──────── MATERIAL PROVIDED

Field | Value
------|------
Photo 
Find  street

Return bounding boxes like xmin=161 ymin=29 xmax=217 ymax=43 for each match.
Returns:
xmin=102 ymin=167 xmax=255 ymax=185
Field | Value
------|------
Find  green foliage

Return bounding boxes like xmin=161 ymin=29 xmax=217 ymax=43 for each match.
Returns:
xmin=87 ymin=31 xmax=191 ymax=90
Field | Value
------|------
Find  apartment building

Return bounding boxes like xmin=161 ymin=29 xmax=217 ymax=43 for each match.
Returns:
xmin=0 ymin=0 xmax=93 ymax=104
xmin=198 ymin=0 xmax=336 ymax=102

────────────────

# WHAT IS NEEDED:
Rewrite all of the data above, replacing "for each match" with "for every match" and leaving everything else unchanged.

# EXERCISE RESULT:
Field | Value
------|------
Photo 
Find  street

Return bounding boxes like xmin=161 ymin=29 xmax=217 ymax=43 for every match.
Returns:
xmin=102 ymin=167 xmax=255 ymax=185
Field | Value
------|------
Find  green foliage

Return bounding boxes like xmin=161 ymin=29 xmax=217 ymax=43 for every match.
Returns:
xmin=87 ymin=31 xmax=191 ymax=90
Field | Value
------|------
Find  apartment building

Return bounding boxes like xmin=161 ymin=29 xmax=217 ymax=43 for every match.
Returns:
xmin=0 ymin=0 xmax=93 ymax=104
xmin=198 ymin=0 xmax=336 ymax=102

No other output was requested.